• Required work:
a) List every organism that the passage on soil life places under soil micro flora.
b) Carry on the passage on soil organisms from its final sentence.

Start of Source extract

Yes, soil is not a dead mass. There is life in soil. There are microorganisms present in soil, which greatly influences the qualitative composition of the soil and thus, the soil fertility. Because of the presence of enzymes, carbon dioxide and organic matter, the life in soil is responsible for making up numerous transformations, which changes plant nutrients to readily available forms and make and stabilize desirable soil structure for luxuriant plant growth.


The soil organisms are classified into two groups (Fig. 2) viz. Soil flora and Soil fauna. These are again sub divided into soil macro flora (roots of higher plants) and soil micro flora (bacteria, fungi, actinomycetes and algae); soil macro fauna (moles, ants and earthworms) and soil micro fauna (protozoa and nematodes). The total population of all soil life is numbered in billions per gram of soil and the live weight may be as much as five MT/acre. Of these groups bacteria are most abundant in soil. Next in order are actinomycetes followed by fungi. Algae are found under specific conditions. As per scientific calculation, the biomass of these four important microorganisms is about 960 kg/acre.

End of Source extract
Start of The data

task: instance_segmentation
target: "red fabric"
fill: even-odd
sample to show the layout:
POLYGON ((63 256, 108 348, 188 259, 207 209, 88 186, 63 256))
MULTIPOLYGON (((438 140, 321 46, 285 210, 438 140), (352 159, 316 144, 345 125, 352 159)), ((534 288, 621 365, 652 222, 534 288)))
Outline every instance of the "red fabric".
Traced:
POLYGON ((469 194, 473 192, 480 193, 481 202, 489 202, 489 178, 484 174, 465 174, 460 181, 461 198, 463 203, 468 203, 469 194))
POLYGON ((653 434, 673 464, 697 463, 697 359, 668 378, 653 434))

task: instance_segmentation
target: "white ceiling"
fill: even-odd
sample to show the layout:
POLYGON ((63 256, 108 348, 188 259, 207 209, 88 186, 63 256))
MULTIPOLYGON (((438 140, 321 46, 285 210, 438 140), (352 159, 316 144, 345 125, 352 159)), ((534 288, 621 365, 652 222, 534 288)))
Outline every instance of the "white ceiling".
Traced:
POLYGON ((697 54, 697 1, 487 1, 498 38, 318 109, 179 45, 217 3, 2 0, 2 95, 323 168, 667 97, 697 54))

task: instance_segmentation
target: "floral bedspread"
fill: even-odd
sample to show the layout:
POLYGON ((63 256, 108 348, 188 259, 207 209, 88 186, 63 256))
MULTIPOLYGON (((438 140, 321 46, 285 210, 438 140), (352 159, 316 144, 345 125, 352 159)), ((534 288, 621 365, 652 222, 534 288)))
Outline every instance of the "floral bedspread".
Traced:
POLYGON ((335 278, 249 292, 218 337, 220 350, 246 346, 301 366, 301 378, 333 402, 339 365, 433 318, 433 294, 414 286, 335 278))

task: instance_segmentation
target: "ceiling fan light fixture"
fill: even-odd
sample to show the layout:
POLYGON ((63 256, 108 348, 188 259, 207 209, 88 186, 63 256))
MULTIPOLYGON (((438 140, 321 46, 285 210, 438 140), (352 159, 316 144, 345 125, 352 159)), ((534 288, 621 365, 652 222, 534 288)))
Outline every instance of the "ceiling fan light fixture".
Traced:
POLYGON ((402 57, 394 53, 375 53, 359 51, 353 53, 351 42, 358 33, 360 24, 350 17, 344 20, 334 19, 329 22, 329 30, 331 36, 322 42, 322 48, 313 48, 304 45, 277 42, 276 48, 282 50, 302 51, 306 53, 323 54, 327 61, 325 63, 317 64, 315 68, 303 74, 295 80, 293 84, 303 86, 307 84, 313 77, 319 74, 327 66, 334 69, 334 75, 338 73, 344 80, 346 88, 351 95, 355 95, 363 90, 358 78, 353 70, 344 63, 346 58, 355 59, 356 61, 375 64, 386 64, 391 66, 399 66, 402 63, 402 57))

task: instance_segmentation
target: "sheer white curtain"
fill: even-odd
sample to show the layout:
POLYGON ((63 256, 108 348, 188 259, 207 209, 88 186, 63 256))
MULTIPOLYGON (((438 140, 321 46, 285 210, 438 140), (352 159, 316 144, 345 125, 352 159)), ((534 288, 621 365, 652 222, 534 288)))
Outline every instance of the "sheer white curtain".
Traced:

End of The data

• Your written answers:
a) Bacteria, fungi, actinomycetes, algae

b)
The extent, to which the microbes are present in soil, depends on nature and chemical composition of soil. The greatest number of microbes (100, 00, 00 per cu.cm) is found in top layer of the soil at a depth of 5-15 cm. In deeper layers (1.5 - 5 m) individual microorganisms are found. The number of microorganisms in the soil depends on the extent and nature of organic matter soil receives and also on the nature of treating and fertilizing the soil. For example, ploughed soil contains 2.5 times more microbes than the forest soil.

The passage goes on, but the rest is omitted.